** Opening TASK INPUTS block **

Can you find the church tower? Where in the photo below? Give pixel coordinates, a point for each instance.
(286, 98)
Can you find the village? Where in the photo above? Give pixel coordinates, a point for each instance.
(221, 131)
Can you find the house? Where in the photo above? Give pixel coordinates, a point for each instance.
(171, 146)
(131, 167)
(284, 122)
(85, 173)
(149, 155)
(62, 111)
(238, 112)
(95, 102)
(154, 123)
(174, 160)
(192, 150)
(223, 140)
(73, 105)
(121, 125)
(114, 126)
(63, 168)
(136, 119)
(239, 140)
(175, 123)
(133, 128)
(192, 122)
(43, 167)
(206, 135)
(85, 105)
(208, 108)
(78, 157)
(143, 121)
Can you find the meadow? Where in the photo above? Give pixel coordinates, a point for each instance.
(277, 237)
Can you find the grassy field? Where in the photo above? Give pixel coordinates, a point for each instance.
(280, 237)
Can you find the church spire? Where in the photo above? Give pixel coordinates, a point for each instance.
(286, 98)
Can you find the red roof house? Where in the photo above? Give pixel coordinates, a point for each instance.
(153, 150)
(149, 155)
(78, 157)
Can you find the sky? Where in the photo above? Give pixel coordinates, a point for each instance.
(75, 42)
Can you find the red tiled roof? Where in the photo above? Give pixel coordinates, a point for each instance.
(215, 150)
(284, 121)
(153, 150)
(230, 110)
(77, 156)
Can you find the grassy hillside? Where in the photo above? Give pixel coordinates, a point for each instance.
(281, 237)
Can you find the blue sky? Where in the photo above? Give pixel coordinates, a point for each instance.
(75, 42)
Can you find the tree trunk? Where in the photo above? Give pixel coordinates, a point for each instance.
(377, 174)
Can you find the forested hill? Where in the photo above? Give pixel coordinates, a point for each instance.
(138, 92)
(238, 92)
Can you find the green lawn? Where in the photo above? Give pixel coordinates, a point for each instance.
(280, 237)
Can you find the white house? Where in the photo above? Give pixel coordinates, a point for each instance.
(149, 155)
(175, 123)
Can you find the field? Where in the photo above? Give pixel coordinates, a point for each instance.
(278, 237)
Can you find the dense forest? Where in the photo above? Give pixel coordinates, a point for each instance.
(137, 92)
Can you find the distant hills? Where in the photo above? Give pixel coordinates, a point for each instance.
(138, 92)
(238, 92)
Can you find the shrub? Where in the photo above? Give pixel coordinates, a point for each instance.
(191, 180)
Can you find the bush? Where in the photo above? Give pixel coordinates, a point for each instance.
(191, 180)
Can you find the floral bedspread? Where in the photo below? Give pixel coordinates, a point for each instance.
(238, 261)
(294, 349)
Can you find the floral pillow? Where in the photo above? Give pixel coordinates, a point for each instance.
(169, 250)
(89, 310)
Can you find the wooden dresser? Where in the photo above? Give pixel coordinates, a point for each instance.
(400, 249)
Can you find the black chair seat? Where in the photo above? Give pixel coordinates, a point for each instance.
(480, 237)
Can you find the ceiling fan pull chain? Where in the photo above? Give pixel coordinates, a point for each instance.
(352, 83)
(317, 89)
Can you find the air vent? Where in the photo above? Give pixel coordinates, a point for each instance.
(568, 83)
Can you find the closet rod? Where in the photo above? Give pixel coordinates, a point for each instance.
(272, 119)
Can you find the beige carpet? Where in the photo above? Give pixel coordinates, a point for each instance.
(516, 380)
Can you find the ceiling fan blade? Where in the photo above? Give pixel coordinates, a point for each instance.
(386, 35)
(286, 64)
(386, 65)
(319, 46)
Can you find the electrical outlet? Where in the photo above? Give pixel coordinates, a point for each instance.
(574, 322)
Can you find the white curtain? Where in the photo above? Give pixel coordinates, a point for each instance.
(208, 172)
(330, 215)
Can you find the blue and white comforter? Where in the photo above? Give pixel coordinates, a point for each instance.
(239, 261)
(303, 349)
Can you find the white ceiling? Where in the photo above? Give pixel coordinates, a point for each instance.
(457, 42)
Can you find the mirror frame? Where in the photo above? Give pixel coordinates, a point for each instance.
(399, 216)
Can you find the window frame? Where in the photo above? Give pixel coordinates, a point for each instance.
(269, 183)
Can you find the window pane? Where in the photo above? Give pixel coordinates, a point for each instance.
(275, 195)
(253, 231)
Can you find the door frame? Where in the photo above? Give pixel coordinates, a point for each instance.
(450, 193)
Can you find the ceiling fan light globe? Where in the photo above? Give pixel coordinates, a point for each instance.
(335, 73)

** Closing TASK INPUTS block **
** Opening TASK INPUTS block **

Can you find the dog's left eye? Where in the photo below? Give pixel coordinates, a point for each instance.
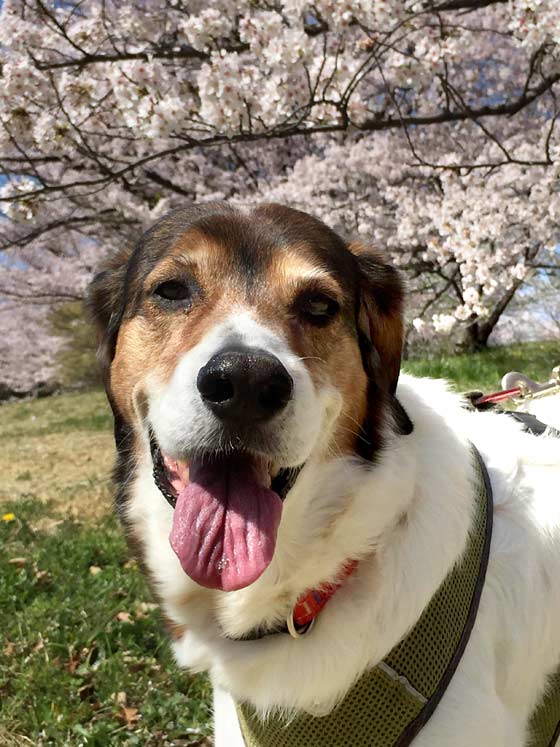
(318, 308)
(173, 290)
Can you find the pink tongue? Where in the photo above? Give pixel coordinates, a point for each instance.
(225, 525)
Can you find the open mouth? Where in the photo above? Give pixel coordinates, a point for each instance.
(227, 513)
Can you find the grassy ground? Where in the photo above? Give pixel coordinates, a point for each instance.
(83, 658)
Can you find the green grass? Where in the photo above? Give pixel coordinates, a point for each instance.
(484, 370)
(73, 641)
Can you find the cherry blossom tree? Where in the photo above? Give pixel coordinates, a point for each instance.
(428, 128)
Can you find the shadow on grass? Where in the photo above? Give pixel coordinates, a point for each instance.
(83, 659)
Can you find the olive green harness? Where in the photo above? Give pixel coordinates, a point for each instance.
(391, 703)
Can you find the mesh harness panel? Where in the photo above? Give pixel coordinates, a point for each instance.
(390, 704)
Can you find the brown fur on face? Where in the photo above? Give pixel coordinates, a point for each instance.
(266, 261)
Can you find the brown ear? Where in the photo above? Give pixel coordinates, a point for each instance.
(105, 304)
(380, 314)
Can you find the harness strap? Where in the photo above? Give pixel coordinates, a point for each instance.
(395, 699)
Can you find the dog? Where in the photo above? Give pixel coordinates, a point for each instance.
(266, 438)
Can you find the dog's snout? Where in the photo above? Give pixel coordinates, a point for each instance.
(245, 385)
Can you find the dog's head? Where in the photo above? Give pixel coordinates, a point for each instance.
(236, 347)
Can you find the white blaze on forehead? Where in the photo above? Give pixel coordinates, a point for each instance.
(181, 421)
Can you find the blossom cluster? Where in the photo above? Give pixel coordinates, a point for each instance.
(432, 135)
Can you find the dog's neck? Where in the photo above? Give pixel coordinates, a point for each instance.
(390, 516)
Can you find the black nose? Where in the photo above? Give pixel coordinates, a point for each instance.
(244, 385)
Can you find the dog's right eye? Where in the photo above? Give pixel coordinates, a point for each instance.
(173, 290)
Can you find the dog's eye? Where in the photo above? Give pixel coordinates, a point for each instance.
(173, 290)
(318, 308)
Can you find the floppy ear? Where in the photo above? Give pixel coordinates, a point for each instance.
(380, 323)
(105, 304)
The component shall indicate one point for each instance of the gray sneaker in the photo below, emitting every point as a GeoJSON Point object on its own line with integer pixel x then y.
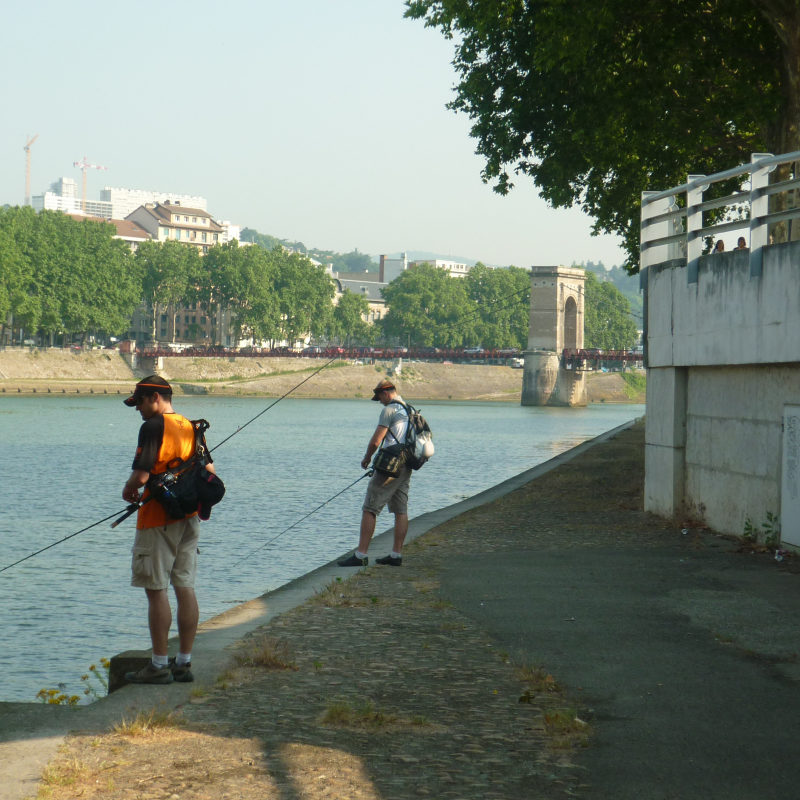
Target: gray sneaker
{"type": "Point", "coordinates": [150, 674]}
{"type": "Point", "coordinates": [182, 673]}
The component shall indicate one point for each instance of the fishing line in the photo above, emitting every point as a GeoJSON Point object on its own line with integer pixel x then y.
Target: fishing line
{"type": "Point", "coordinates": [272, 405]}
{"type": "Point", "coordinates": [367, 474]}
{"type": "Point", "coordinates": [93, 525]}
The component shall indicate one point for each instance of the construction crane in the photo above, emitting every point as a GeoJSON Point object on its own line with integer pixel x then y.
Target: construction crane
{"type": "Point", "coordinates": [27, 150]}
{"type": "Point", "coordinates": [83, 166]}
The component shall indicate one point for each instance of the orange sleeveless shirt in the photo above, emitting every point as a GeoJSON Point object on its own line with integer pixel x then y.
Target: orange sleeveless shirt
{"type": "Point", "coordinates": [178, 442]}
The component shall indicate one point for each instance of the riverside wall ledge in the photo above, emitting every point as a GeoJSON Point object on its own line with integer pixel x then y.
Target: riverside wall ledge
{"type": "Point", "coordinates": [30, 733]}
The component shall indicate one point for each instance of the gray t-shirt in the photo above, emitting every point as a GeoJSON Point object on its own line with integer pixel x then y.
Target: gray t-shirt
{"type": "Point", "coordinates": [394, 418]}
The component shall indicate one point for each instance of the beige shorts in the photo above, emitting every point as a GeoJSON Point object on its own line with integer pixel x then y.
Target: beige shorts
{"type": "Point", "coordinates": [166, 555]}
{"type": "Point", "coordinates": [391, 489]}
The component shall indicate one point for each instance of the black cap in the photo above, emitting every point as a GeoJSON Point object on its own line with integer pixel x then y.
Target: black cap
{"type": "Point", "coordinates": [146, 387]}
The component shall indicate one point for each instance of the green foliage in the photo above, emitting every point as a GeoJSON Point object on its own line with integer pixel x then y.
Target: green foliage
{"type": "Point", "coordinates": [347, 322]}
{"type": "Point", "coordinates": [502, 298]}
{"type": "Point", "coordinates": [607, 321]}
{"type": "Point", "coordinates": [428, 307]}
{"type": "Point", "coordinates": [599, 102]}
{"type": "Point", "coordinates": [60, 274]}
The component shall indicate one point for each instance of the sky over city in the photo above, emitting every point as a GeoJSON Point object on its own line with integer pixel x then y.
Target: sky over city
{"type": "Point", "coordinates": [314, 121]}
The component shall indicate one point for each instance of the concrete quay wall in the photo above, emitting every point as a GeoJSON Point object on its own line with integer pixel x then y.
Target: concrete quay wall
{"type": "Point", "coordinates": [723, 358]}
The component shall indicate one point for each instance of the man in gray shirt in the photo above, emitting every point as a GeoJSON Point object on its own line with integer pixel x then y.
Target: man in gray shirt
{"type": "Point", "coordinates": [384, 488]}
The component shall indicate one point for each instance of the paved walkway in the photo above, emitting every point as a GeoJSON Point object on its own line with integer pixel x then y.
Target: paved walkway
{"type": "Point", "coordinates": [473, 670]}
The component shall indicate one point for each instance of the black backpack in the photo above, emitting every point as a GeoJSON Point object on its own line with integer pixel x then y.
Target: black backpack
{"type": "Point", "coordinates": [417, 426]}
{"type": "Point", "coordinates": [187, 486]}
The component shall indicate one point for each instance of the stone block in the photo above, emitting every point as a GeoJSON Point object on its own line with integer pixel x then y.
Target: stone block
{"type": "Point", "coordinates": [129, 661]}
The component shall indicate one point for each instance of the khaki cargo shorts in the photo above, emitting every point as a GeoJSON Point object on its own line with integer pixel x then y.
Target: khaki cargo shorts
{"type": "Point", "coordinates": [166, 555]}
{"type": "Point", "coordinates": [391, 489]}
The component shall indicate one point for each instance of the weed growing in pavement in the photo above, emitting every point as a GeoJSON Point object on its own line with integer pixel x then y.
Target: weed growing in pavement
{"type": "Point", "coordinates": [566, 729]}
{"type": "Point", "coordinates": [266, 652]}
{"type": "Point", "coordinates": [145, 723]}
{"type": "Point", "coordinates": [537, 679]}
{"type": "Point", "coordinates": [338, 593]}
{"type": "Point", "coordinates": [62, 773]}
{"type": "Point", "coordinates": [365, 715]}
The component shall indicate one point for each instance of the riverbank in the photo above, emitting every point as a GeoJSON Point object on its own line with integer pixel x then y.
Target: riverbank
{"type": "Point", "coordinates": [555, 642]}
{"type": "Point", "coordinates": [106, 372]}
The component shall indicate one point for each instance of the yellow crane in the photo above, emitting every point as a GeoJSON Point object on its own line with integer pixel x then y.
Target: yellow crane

** Closing TASK INPUTS block **

ACTIVITY - Wherever the string "yellow" appears in the entries above, list that line.

ANSWER BOX -
The component shall indicate one point for each instance of the yellow crane in the photo above, emitting every point as a GeoJSON Point object on its own line with integer pixel x then y.
Target: yellow crane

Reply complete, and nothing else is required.